◆ **SET PROBLEM**
Below are some records; repeat them all exactly, minus the pictures.

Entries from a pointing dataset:

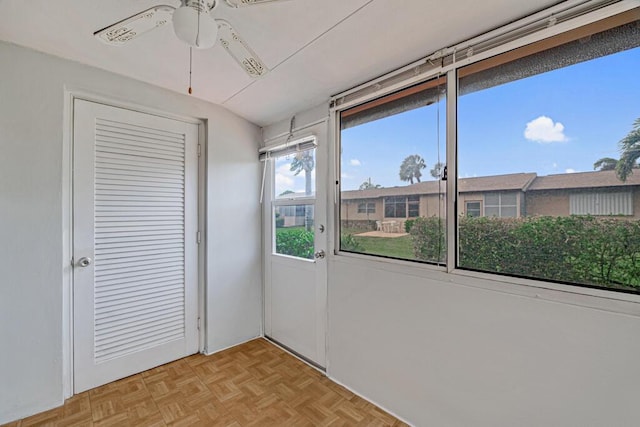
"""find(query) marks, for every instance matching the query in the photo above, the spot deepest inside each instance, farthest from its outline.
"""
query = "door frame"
(70, 95)
(318, 131)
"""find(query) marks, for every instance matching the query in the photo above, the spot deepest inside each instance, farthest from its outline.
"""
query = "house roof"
(509, 182)
(583, 180)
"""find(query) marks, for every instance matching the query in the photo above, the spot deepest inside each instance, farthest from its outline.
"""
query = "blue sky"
(558, 122)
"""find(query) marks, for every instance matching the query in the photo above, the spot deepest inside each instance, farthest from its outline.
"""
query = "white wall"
(31, 219)
(445, 350)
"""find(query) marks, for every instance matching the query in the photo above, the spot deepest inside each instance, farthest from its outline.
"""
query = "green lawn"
(396, 247)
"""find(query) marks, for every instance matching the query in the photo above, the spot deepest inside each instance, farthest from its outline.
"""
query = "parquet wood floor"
(253, 384)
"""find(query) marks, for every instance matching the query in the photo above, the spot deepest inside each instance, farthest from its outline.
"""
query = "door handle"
(84, 262)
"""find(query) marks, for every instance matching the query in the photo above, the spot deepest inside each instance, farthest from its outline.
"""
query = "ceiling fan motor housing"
(194, 25)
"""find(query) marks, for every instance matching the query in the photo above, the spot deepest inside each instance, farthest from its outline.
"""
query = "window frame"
(367, 207)
(548, 38)
(480, 207)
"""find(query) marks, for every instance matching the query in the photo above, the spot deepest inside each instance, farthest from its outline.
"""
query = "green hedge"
(295, 241)
(576, 249)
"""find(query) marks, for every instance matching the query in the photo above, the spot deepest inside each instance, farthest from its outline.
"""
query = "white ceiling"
(314, 48)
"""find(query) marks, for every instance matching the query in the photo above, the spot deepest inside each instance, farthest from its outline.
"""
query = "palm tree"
(367, 184)
(304, 162)
(411, 167)
(437, 170)
(605, 164)
(630, 152)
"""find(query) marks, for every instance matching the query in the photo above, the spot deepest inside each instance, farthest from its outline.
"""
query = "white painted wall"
(443, 350)
(32, 216)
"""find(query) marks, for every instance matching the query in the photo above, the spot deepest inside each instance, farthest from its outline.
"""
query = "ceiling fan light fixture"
(193, 24)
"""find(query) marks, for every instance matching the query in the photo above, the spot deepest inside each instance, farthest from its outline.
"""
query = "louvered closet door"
(135, 249)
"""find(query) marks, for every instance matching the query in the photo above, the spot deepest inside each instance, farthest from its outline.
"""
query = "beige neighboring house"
(594, 193)
(510, 196)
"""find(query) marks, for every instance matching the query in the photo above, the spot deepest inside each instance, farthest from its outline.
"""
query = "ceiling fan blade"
(241, 3)
(129, 28)
(240, 51)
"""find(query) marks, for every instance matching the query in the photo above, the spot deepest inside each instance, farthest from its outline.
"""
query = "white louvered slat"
(139, 238)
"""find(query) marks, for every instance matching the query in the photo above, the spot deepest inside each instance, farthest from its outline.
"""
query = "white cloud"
(283, 181)
(544, 130)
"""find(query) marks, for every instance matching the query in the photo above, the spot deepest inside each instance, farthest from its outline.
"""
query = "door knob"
(84, 262)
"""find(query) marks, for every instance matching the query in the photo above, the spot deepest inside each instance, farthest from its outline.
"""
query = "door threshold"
(294, 353)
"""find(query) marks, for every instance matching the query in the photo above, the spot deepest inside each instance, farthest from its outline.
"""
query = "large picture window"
(544, 126)
(547, 175)
(392, 157)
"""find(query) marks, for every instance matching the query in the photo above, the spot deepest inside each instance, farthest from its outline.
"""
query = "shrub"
(295, 242)
(349, 243)
(428, 238)
(408, 224)
(575, 249)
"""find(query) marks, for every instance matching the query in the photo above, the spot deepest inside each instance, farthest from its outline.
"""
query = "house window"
(402, 207)
(395, 207)
(619, 203)
(392, 148)
(413, 206)
(472, 209)
(366, 207)
(531, 146)
(501, 205)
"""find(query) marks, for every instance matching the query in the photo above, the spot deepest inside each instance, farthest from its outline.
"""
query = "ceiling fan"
(194, 25)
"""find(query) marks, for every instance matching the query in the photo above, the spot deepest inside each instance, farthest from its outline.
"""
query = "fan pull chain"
(190, 66)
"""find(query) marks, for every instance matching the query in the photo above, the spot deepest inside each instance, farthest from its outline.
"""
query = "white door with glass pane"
(295, 232)
(134, 242)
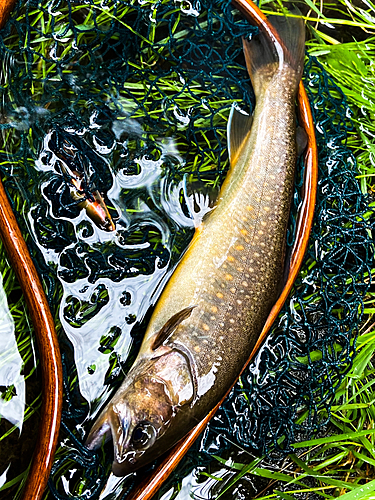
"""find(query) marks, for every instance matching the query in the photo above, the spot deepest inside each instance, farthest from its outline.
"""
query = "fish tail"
(266, 56)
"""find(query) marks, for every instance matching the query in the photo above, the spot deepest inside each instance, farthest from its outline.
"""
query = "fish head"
(139, 417)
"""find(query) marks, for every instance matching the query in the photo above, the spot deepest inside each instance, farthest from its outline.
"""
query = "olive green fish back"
(142, 90)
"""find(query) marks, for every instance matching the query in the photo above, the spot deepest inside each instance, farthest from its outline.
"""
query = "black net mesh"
(124, 105)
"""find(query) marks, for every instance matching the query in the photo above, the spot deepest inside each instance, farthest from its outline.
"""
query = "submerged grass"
(342, 463)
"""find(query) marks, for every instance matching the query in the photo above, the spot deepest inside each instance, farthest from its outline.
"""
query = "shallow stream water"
(130, 101)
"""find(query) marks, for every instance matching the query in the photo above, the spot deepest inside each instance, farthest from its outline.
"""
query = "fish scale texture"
(170, 69)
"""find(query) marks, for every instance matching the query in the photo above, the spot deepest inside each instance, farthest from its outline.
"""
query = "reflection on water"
(109, 278)
(12, 382)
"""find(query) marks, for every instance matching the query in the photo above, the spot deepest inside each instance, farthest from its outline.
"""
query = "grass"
(26, 347)
(343, 464)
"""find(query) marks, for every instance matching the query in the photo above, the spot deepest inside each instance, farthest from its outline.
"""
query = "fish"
(213, 308)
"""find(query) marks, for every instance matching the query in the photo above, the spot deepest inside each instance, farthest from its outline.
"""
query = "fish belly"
(232, 271)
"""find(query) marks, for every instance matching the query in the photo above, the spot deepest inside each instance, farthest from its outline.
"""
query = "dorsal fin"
(239, 126)
(170, 327)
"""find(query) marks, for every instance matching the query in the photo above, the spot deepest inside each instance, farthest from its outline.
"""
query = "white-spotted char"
(213, 308)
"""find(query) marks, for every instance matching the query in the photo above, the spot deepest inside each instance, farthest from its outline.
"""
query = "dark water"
(131, 135)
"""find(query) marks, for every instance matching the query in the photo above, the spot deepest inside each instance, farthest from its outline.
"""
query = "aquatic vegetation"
(152, 116)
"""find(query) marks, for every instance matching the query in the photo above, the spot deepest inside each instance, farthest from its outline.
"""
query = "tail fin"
(264, 57)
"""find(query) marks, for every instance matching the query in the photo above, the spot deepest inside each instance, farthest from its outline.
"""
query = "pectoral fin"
(239, 126)
(170, 326)
(301, 140)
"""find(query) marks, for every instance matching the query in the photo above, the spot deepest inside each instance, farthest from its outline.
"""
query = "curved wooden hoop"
(50, 358)
(152, 483)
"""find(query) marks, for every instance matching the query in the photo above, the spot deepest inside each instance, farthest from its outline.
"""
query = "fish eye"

◆ **THE ANSWER**
"""find(query) marks, for every instance matching the query in the photo above, the spot deepest inside each instance, farthest from its outline.
"""
query = "door frame"
(70, 95)
(318, 131)
"""find(query) marks, for every instance matching the query in the photo above, the spot deepest inside each instance, farthest from its outline.
"""
query = "house roof"
(509, 182)
(583, 180)
"""find(query) marks, for every instance matching the query in the photo above, the spot deepest inside each instance, farthest from its outline.
"""
query = "blue sky"
(558, 122)
"""find(query) marks, for every instance matching the query in the photo above, the spot deepest inside each instance, farthest from its outline.
"""
query = "white wall"
(31, 219)
(445, 350)
"""find(query) marks, for every instance matching the query in the photo above, the spot deepest inside each instance, farthest from its outline.
"""
query = "green lawn"
(396, 247)
"""find(query) marks, for every instance matching the query in the photo above, the spot deepest inside each instance, farthest from its outline.
"""
query = "parquet wood floor"
(253, 384)
"""find(query) marks, for every instance matching the query in the photo above, the spot deepest inside each instance, farthest from its outline.
"""
query = "door handle"
(84, 262)
"""find(query) marks, for every instance matching the query in the photo above, the spot deepest inside each instance, farthest from its outline.
"""
query = "ceiling fan motor housing"
(194, 25)
"""find(query) marks, for every instance matching the query in the photo above, the spot deepest inside each instance, farthest from its outline.
"""
query = "window frame"
(367, 207)
(548, 38)
(480, 207)
"""find(query) marks, for every instance matching the query in the photo above, the spot deepest inside each instance, farthest from its outline.
"""
query = "green hedge"
(295, 241)
(576, 249)
"""find(query) marks, for every instance matching the query in the photo above, the spot deepest inside each instance, farthest from its outline.
"""
query = "white ceiling"
(314, 48)
"""find(query) marks, for every instance matching the query in the photo above, the spot deepest inside each instance, farthest from its outline.
"""
query = "palm tree"
(367, 184)
(304, 162)
(411, 167)
(437, 170)
(605, 164)
(630, 152)
"""find(query) marks, for every instance matching the query in the photo above, the spot deepest inside each instance, farthest from its outline.
"""
query = "white painted wall"
(443, 350)
(32, 216)
"""find(query) marks, for every instance matching the query in the photo above, the spot deepest inside each instance, farthest from its outline.
"""
query = "ceiling fan light fixture"
(193, 24)
"""find(query) marks, for every instance matching the query in the photo above, the spot deepest inside each instance, farthest from its outline.
"""
query = "louvered closet door"
(135, 249)
"""find(query) marks, for every instance matching the query in the photo above, the spot deepest inside each instance, farthest from its outline.
"""
query = "beige neighboring house"
(594, 193)
(510, 196)
"""find(query) marks, for every instance matching the query in the photo above, the spot deepest inside each instance, farthest from its outline.
"""
query = "ceiling fan blade"
(241, 3)
(129, 28)
(240, 51)
"""find(query) marks, for every instance matching the query in the photo above, the spot deepest inside each instance, farthest from its outline.
"""
query = "white louvered slat"
(139, 238)
"""find(query) marks, for every instance matching the query in the photo above, the spot deepest inside each instance, farthest from its outline.
"""
query = "white cloud"
(283, 181)
(544, 130)
"""find(query) marks, for every instance matching the query in the photo above, the spot deepest inside each instance, farthest from its outline.
"""
query = "door knob"
(84, 262)
"""find(query) marks, for every instance matching the query in the photo above, the spot deepest inside each instance, farthest from its outline.
"""
query = "door threshold"
(294, 353)
"""find(query) marks, for every instance matching the query in the photo above, the spot deepest inside each instance, farthest from its outline.
"""
query = "large picture window"
(544, 126)
(547, 175)
(392, 157)
"""find(query) marks, for every instance matching the query in the photo above, the spot deepest inside each instance, farthest from its outline.
"""
query = "shrub"
(295, 242)
(349, 243)
(428, 238)
(408, 224)
(575, 249)
"""find(query) marks, for every instance matching the query in the photo above, the spot deepest inside each instance, farthest from its outline.
"""
query = "house window"
(402, 207)
(395, 207)
(619, 203)
(392, 148)
(413, 206)
(472, 209)
(366, 207)
(531, 146)
(501, 205)
"""find(query) marks, for every instance matching the query in the photo above, the spot deepest inside each instance, farthest from its outline.
"""
query = "ceiling fan"
(194, 25)
"""find(query) marks, for every instance matching the query in the photo above, the spot deepest inside each instance, farthest from its outline.
"""
query = "fan pull chain"
(190, 66)
"""find(query) marks, for every instance matching the query in the photo above, the spot deepest inside each instance, farthest from its outline.
"""
query = "white door with glass pane"
(295, 232)
(134, 242)
"""find(query) marks, for every instance matching the query in the photo above, the spot deepest inside each instance, farthest from its outline.
"""
query = "fish tail"
(266, 56)
"""find(query) marks, for every instance matching the query in the photo above, the spot deepest inside each instance, farthest from its outline.
"""
query = "fish head"
(139, 417)
"""find(query) marks, for every instance matching the query in the photo above, the spot deepest inside each instance, farthest from its outline.
"""
query = "olive green fish back"
(142, 90)
"""find(query) marks, for every instance matching the query in the photo above, the spot deepest inside each instance, farthest from its outline.
"""
query = "black net mesh"
(124, 105)
"""find(query) marks, for every instance matching the query in the photo above, the spot deepest inside each instance, farthest from its outline.
"""
query = "submerged grass"
(342, 463)
"""find(query) marks, for every instance matching the query in the photo above, the spot deepest inside each instance, farthest from its outline.
"""
query = "shallow stream water"
(130, 101)
"""find(query) marks, for every instance matching the query in the photo above, the spot deepest inside each instance, farthest from its outline.
"""
query = "fish scale texture"
(170, 69)
"""find(query) marks, for every instance matching the query in the photo above, the spot deepest inside each instance, farthest from its outline.
"""
query = "reflection on water"
(109, 278)
(12, 382)
"""find(query) marks, for every instance matching the query in the photo above, the spot deepest inside each instance, farthest from its outline.
"""
query = "grass"
(26, 347)
(343, 464)
"""find(query) marks, for every instance matching the query in the photo above, the spot deepest inside each instance, farthest from its outline.
"""
query = "fish"
(213, 308)
"""find(query) marks, for every instance matching the query in the photo above, the spot deepest inside each instance, farthest from its outline.
"""
query = "fish belly"
(232, 271)
"""find(query) marks, for every instance matching the query in the photo above, the spot deepest inside each instance, farthest from its outline.
"""
query = "dorsal fin"
(239, 126)
(170, 327)
"""find(query) marks, for every instance matching the query in the photo above, the spot deepest inside each instance, farthest from its outline.
"""
query = "white-spotted char"
(213, 308)
"""find(query) marks, for every instance matching the query in the photo above, the spot deepest inside each instance, farthest from its outline.
"""
query = "dark water"
(131, 135)
"""find(query) marks, for every instance matching the query in the photo above, the spot deepest inside each instance, farthest from its outline.
"""
query = "aquatic vegetation"
(152, 116)
"""find(query) marks, for every instance matching the query in the photo above, the spot deepest inside each instance, farthest from its outline.
"""
query = "tail fin"
(264, 57)
"""find(query) marks, for every instance matching the query in the photo above, the spot deepest inside each instance, farthest from its outline.
"""
query = "pectoral fin"
(239, 126)
(170, 326)
(301, 140)
"""find(query) marks, for every instance matching the query in the photo above, the spot deepest inside each instance, farthest from its outline.
"""
query = "curved wooden hoop"
(50, 358)
(152, 483)
"""find(query) marks, for every instance matching the query in the photo above, the spot deepest inside each instance, farthest from its outline.
"""
query = "fish eye"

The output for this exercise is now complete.